Problem: Repeat word for word the part of the Blackhall Rocks walk text between "I hadn’t gone" and "kestrel or two.", inclusive.

== Passage given ==

Blackhall Rocks Nature Reserve in County Durham is well named.
From my vantage point on the cliff top, a great stretch of sand could be seen glistening black with sea coal. The beach has one very particular claim to fame. The climatic scenes from the classic 1971 film Get Carter, starring Michael Caine, were filmed here.
Shading my eyes against the sun, I took in more of the splendid views, of jagged rocks, draped with seaweed, standing in becalmed waters. ‘What a beautiful day,’ I thought.
My day’s 10 mile trek had started in Blackhall Colliery (the mine was in operation between 1909 and 1981). From here the morning’s route took me onto the Durham Coast Path. This popular walking trail can be followed from Sunderland to Hartlepool and takes in some of the most dramatic coastline in the North-East.
Wading through quaking grass, flower heads glowing like tiny lamps, through butterwort and delicate shell like plants called round leaved wintergreen, I spotted a butterfly and then another. There are over a dozen species to be found in the area, these including the splendid northern brown argus, its wings bright with orange pips.
I hadn’t gone much further before spying a cistus forester, a rare green moth that lives in these parts. There was plenty of birdlife too, with seagulls and skylarks, stonechat, reed bunting and meadow pipit. There was even a kestrel or two.
Long grass swished against my bare legs and bird’s-eye primrose caught the eye. The sun was very warm; in fact I could feel the heat melting through my hat and into my head.
What a glorious day for a walk!
On the left were caves and coves, bays and great pillars of rocks for which the coastline is famous. It is also noted for its wooded ravines or gorges, these known as gills. One was looming into view now, a huge green cleft in the Earth.

===
== Data extract ==

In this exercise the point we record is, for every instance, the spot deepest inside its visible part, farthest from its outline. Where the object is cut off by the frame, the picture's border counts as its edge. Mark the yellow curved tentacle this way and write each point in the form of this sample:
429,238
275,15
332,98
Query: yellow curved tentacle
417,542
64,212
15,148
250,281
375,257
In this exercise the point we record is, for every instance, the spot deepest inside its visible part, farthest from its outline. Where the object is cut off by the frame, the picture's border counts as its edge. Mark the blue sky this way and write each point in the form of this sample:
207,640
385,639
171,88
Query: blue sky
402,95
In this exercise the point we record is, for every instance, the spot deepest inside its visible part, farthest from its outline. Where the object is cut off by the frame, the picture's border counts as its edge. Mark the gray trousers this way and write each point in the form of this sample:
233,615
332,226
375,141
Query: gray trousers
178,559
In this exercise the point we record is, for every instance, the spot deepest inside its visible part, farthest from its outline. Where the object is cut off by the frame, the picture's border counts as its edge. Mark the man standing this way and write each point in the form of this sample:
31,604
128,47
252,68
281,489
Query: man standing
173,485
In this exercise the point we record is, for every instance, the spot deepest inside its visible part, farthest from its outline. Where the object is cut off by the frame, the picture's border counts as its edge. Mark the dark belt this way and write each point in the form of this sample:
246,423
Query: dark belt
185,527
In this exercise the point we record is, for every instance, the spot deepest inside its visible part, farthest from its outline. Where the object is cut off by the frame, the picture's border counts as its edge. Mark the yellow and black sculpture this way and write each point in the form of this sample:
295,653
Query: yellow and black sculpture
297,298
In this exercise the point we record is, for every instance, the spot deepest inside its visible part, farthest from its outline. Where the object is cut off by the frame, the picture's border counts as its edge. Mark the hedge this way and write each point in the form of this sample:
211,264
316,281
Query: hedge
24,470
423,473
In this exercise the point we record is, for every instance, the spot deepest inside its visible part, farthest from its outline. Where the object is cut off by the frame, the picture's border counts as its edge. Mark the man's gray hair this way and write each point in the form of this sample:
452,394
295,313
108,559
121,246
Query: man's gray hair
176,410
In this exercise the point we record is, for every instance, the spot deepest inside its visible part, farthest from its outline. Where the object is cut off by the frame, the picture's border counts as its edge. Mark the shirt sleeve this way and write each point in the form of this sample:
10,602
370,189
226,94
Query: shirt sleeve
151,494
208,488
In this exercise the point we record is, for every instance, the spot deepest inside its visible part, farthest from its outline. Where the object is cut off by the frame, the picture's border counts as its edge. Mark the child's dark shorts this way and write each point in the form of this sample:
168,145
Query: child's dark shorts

===

Answer for this exercise:
I hadn’t gone much further before spying a cistus forester, a rare green moth that lives in these parts. There was plenty of birdlife too, with seagulls and skylarks, stonechat, reed bunting and meadow pipit. There was even a kestrel or two.